**Problem to work on**
Skipping all images, output the listing word for word.

**Data for the task**
=== Section Start ===

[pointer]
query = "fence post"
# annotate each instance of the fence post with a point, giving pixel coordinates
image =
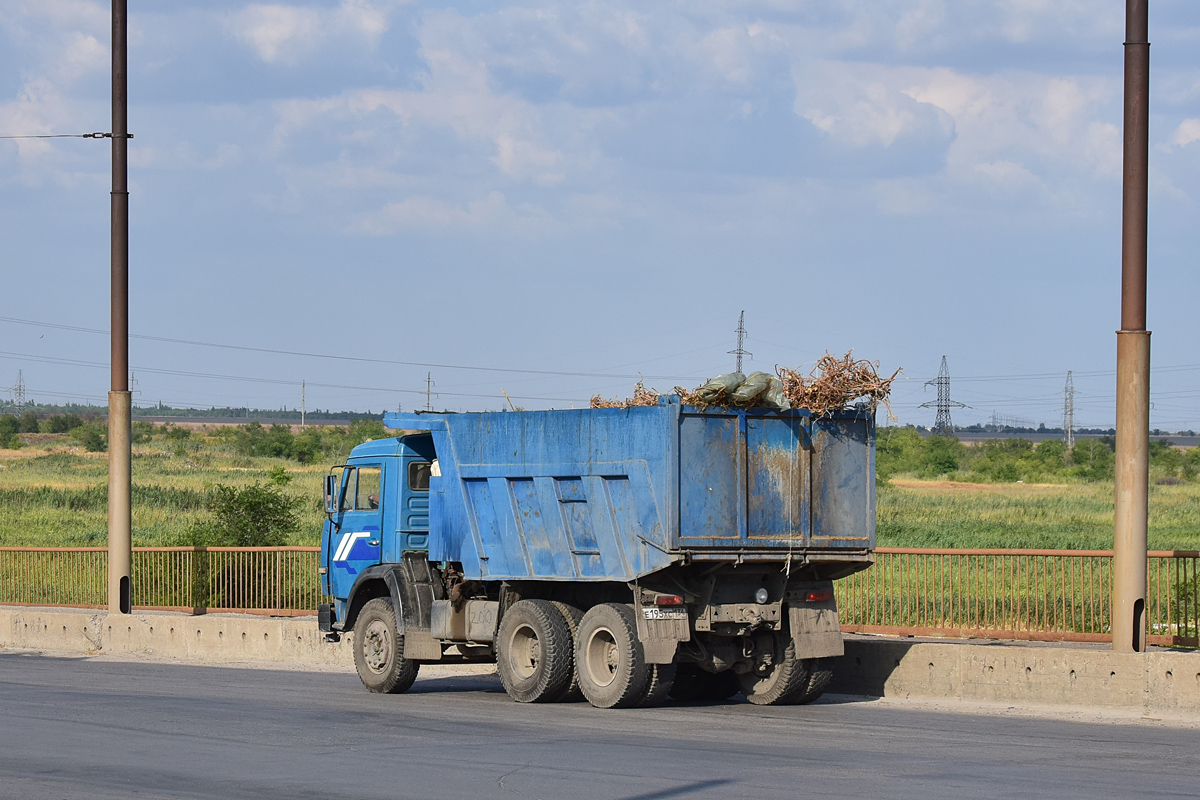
(199, 579)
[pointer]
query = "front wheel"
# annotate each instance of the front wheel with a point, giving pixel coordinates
(378, 650)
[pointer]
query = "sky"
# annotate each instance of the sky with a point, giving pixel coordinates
(551, 199)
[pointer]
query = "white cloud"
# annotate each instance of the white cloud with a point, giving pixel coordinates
(1187, 133)
(432, 216)
(281, 34)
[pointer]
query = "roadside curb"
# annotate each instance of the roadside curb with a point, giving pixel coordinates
(973, 671)
(208, 638)
(1157, 681)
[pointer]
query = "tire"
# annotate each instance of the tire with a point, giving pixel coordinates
(378, 650)
(534, 651)
(820, 677)
(573, 615)
(784, 684)
(659, 686)
(611, 665)
(694, 685)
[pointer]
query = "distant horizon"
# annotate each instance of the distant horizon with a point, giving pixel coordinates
(215, 413)
(371, 203)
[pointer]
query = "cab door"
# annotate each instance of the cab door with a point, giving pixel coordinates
(358, 525)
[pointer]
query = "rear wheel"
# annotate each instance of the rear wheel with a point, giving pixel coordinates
(694, 685)
(820, 677)
(610, 660)
(534, 653)
(573, 615)
(378, 650)
(781, 684)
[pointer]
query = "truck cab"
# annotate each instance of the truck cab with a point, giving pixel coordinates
(377, 510)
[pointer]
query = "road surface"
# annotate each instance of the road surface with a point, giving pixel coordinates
(88, 728)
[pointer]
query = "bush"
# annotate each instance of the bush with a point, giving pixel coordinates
(255, 516)
(942, 455)
(141, 431)
(1093, 458)
(63, 423)
(177, 434)
(9, 428)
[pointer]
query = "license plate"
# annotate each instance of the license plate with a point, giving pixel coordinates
(665, 613)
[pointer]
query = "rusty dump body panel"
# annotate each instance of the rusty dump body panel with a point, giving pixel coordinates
(616, 494)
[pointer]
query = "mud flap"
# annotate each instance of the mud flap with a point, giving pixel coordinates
(815, 630)
(660, 637)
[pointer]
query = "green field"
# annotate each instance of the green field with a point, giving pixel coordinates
(1066, 516)
(60, 498)
(54, 493)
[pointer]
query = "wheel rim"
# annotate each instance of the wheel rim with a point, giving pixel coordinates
(525, 651)
(603, 656)
(377, 647)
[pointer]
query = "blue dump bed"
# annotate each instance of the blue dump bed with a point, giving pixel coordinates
(613, 494)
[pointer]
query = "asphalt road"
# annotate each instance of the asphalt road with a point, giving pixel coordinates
(82, 728)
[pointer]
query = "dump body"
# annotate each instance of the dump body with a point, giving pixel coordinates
(616, 494)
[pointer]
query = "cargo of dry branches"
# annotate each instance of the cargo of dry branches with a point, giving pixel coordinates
(642, 396)
(835, 383)
(832, 385)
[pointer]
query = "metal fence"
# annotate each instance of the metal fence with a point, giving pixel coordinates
(1015, 594)
(1012, 594)
(280, 581)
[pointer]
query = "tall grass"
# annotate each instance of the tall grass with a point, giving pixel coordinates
(55, 498)
(1073, 516)
(60, 499)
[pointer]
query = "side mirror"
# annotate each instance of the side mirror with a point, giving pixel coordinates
(331, 488)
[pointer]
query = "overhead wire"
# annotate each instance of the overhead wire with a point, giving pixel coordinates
(429, 365)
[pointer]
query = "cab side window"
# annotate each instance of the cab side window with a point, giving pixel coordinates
(347, 503)
(367, 493)
(419, 475)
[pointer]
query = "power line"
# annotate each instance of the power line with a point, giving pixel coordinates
(348, 358)
(277, 382)
(1068, 411)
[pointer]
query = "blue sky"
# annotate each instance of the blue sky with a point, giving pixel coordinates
(597, 188)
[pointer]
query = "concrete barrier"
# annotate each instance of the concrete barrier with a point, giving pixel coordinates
(209, 638)
(1158, 681)
(1027, 674)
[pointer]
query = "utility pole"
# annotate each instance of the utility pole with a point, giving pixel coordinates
(120, 553)
(1128, 612)
(742, 337)
(942, 425)
(1068, 411)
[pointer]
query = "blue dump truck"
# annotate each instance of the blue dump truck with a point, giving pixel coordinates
(616, 554)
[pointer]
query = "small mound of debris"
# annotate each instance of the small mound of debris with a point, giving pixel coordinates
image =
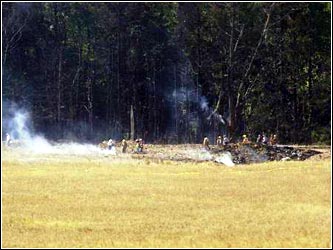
(255, 153)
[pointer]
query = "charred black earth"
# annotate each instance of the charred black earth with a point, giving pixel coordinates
(254, 153)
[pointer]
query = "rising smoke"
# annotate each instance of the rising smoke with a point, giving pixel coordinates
(18, 125)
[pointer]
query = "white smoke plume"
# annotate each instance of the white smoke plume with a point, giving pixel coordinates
(22, 136)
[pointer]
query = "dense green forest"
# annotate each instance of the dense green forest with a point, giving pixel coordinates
(181, 70)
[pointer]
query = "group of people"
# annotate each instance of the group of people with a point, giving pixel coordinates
(262, 139)
(224, 141)
(220, 141)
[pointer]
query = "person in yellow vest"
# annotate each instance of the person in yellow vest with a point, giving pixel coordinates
(219, 141)
(245, 139)
(205, 143)
(123, 146)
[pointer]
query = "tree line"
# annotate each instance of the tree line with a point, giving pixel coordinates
(182, 70)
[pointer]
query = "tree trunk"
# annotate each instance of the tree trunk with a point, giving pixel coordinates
(132, 124)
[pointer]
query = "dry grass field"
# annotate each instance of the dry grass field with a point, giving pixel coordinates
(111, 202)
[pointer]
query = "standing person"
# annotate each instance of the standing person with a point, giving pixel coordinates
(274, 140)
(225, 140)
(264, 139)
(123, 145)
(245, 139)
(259, 139)
(110, 144)
(219, 141)
(8, 139)
(205, 143)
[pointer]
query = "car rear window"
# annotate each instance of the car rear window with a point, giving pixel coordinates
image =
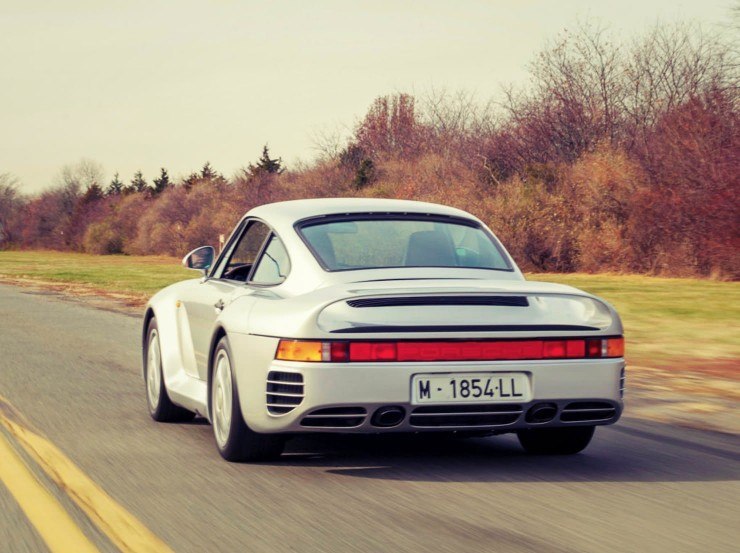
(370, 243)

=== Section End ===

**Answer section**
[pointer]
query = "fence post"
# annotate each instance of the fence post with a point, giving pixel coordinates
image =
(199, 579)
[pointer]
query = "front wheel"
# annotate each instance of the front wheel with a point, giving pixel coordinates
(378, 650)
[pointer]
query = "sky"
# annotate each instance of the sky with a point, giving pixel coordinates
(551, 199)
[pointer]
query = "white cloud"
# annotate each instance of the white cloud with a point, giving pixel coordinates
(1187, 133)
(432, 216)
(281, 34)
[pointer]
query = "roadside curb"
# annotate each instance of the roadside curb with a point, giving pixel coordinates
(973, 671)
(208, 638)
(1157, 681)
[pointer]
query = "tire"
# annotate each instance of the tire with a point, giving pixel coordinates
(378, 650)
(534, 651)
(820, 677)
(573, 615)
(784, 684)
(659, 686)
(611, 665)
(694, 685)
[pointer]
query = "distant horizon"
# annotate each instance of the distant horizon with a point, giving pixel coordinates
(215, 413)
(371, 203)
[pointer]
query = "cab door"
# annotate each instance of the cab door with a point, giving pixel coordinates
(358, 525)
[pointer]
query = "rear wheel"
# annotate each instance of the rear wheel with a point, giving pixel coordinates
(694, 685)
(820, 677)
(610, 660)
(534, 653)
(573, 615)
(378, 650)
(781, 684)
[pointer]
query = "truck cab"
# annotate each instance of the truck cab with a point, giving pixel coordinates
(377, 510)
[pointer]
query = "road surface"
# annotate each instance of the road surface with a point, giving pixel coordinates
(88, 728)
[pointer]
query = "bush"
# annotate each instance of the bush with a point, giving pixel coordinates
(255, 516)
(942, 455)
(141, 431)
(1093, 458)
(63, 423)
(177, 434)
(9, 428)
[pointer]
query = "license plate"
# annotate each instance of the license plate with a point, giving pixel coordinates
(665, 613)
[pointer]
query = "rusty dump body panel"
# annotate each instance of the rusty dump body panel with a point, giving pixel coordinates
(616, 494)
[pointer]
query = "mud flap"
# annotate each instance of the mud flap with a point, giving pixel coordinates
(815, 630)
(660, 637)
[pointer]
query = "green field"
# annotate each instance of the green field with a point, giving pixel coordinates
(1066, 516)
(60, 498)
(54, 493)
[pointer]
query = "wheel rim"
# annotate each instance of the wheel rim with a point, giving pixel coordinates
(525, 651)
(603, 656)
(377, 647)
[pointer]
query = "blue dump bed"
# annotate each instance of the blue dump bed with a point, giving pixel coordinates
(613, 494)
[pointer]
query = "asphalt road"
# annotate each instance of the asphalt road with a point, giving pixel coordinates
(82, 728)
[pointer]
query = "dump body"
# annotate each instance of the dump body with a point, giving pixel coordinates
(616, 494)
[pointer]
query = "cargo of dry branches"
# annotate each instance of the cargo of dry branches with a point, giving pixel coordinates
(642, 396)
(835, 383)
(832, 385)
[pointer]
query = "metal fence"
# annotate each instance of the metal fence with a point, giving pixel coordinates
(1015, 594)
(1012, 594)
(280, 581)
[pointer]
query = "tall grass"
# annotate each instance of the tall grass with a point, giving pixel coordinates
(55, 498)
(1073, 516)
(60, 499)
[pointer]
query = "side mirror"
# annotate each instance of the side mirror with a point, giving pixel coordinates
(331, 488)
[pointer]
query = "overhead wire"
# annotate each instance of the overhead wire with a point, giving pixel coordinates
(429, 365)
[pointer]
query = "cab side window"
# annotate each instance of the cab side window with a point, giving pixel coordinates
(347, 503)
(367, 493)
(419, 475)
[pointer]
query = "power line"
# annotate each instance of the power line with a point, giving pixel coordinates
(348, 358)
(277, 382)
(1068, 411)
[pointer]
query = "blue sky"
# annotate each instance of the blue sky with a point, giving pixel coordinates
(597, 188)
[pointer]
query = "concrete barrier"
# annotate each instance of the concrete barrier with a point, giving pixel coordinates
(209, 638)
(1158, 681)
(1027, 674)
[pointer]
query = "utility pole"
# annotate each instance of the utility pole with a point, giving pixel coordinates
(120, 553)
(1128, 612)
(742, 337)
(942, 425)
(1068, 411)
[pointer]
query = "blue dump truck"
# annotate each instance of the blue dump truck with a point, giving pixel coordinates
(616, 554)
[pointer]
query = "small mound of debris"
# annotate each instance of the small mound of debris with a point, giving pixel coordinates
image =
(255, 153)
[pointer]
query = "charred black earth"
# annotate each instance of the charred black earth with a point, giving pixel coordinates
(254, 153)
[pointer]
query = "rising smoke"
# annotate each instance of the rising smoke with a point, giving pixel coordinates
(18, 125)
[pointer]
query = "white smoke plume"
# annotate each instance of the white smoke plume with a point, giving pixel coordinates
(22, 136)
[pointer]
query = "dense green forest"
# annotate each instance of the dense green forest with a point, giving pixel coordinates
(181, 70)
[pointer]
query = "group of people"
# annotate each instance of the group of people with a point, giving pixel coordinates
(262, 139)
(224, 141)
(220, 141)
[pointer]
query = "person in yellow vest"
# annotate each instance of the person in yellow vest with a point, giving pixel coordinates
(219, 141)
(245, 139)
(205, 143)
(123, 146)
[pointer]
query = "tree line"
# annotate each instance of the tree line with a point, giving pixel coordinates
(182, 70)
[pointer]
query = "tree trunk"
# annotate each instance of the tree trunk with a point, giving pixel coordinates
(132, 124)
[pointer]
query = "dry grass field"
# annotate each instance of the dry grass field with a point, giving pixel coordinates
(111, 202)
[pointer]
query = "standing person"
# annotate each instance of the standing person with a point, giving pixel coordinates
(274, 140)
(225, 140)
(264, 139)
(123, 145)
(245, 139)
(259, 139)
(110, 144)
(219, 141)
(8, 139)
(205, 143)
[pointer]
query = "car rear window"
# annotate each instance of the car rear window with a point, giving pixel coordinates
image =
(370, 243)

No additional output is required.